How many lines in the entries below contain the word "grass"? Reply with the number alone.

• [PROVIDED DATA]
******************************
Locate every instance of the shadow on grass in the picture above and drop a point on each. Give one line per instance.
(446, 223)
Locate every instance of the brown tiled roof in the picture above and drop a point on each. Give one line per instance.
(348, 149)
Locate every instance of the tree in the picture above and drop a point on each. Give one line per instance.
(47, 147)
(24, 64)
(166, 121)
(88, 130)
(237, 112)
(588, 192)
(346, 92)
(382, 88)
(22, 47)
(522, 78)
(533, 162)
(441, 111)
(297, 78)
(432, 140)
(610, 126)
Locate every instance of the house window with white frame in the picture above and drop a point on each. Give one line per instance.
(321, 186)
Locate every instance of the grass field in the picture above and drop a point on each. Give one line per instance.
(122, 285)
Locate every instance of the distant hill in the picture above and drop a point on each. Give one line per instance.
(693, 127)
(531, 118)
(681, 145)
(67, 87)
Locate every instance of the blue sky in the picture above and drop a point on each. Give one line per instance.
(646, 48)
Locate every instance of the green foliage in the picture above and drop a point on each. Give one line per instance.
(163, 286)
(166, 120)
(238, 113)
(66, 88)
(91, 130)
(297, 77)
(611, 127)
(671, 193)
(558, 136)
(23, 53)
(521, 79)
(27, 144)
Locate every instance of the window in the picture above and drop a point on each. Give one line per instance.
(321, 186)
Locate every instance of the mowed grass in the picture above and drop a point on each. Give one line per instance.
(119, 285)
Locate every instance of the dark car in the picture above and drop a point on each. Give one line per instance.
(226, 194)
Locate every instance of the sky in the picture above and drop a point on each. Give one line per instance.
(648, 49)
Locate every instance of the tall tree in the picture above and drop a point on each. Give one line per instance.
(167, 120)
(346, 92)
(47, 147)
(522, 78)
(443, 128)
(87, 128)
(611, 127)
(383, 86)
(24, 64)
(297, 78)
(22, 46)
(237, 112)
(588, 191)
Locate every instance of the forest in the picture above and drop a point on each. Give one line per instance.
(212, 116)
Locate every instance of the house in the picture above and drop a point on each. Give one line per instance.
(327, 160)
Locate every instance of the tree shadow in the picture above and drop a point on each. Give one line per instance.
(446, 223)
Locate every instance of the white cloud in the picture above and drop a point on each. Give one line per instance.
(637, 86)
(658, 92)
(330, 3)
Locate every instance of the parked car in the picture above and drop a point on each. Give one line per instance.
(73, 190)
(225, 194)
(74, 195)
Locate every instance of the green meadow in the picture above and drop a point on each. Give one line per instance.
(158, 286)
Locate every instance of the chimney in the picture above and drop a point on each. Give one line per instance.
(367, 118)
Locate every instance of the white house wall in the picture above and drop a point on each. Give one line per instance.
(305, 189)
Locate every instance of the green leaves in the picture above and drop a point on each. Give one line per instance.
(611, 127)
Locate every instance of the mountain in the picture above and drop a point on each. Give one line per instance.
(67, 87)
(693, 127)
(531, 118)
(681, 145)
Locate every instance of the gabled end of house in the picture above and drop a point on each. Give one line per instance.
******************************
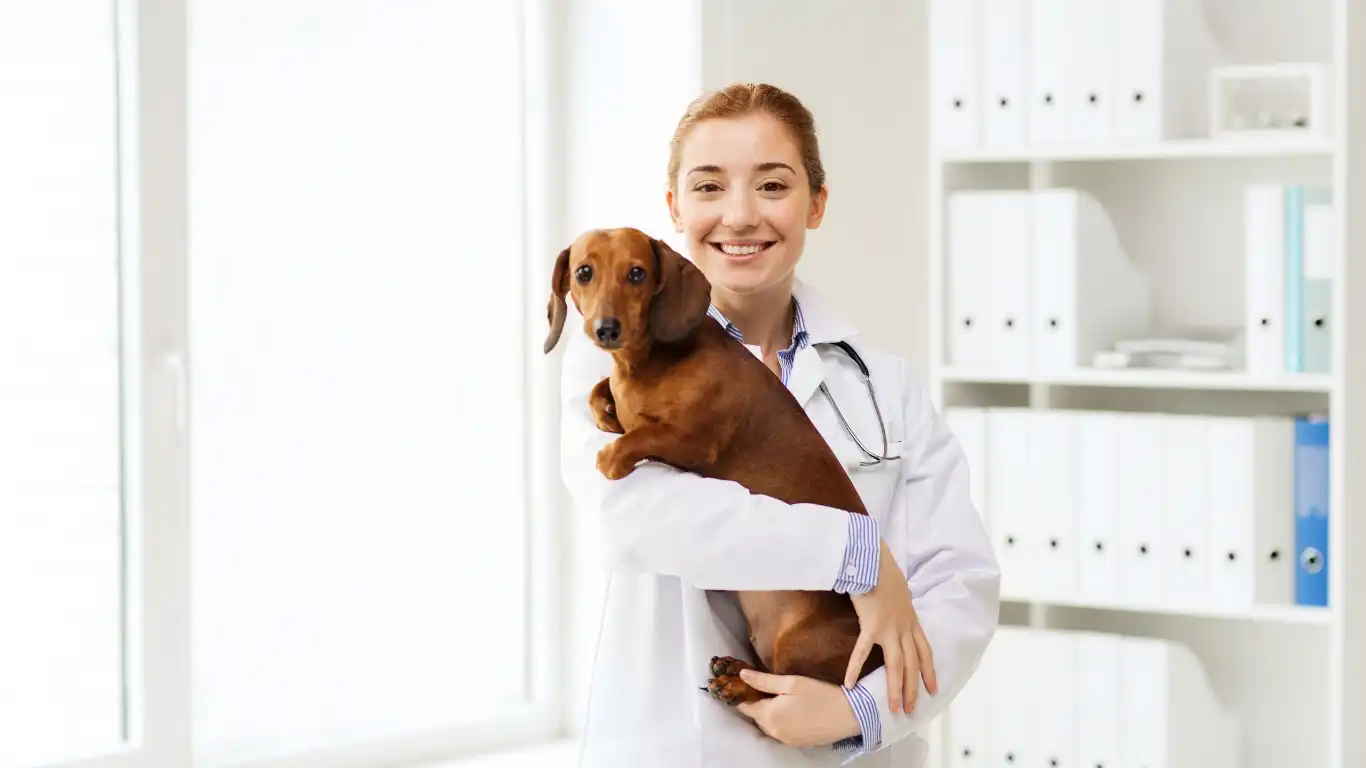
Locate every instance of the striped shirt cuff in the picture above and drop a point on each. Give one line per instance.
******************************
• [FINAL RESULT]
3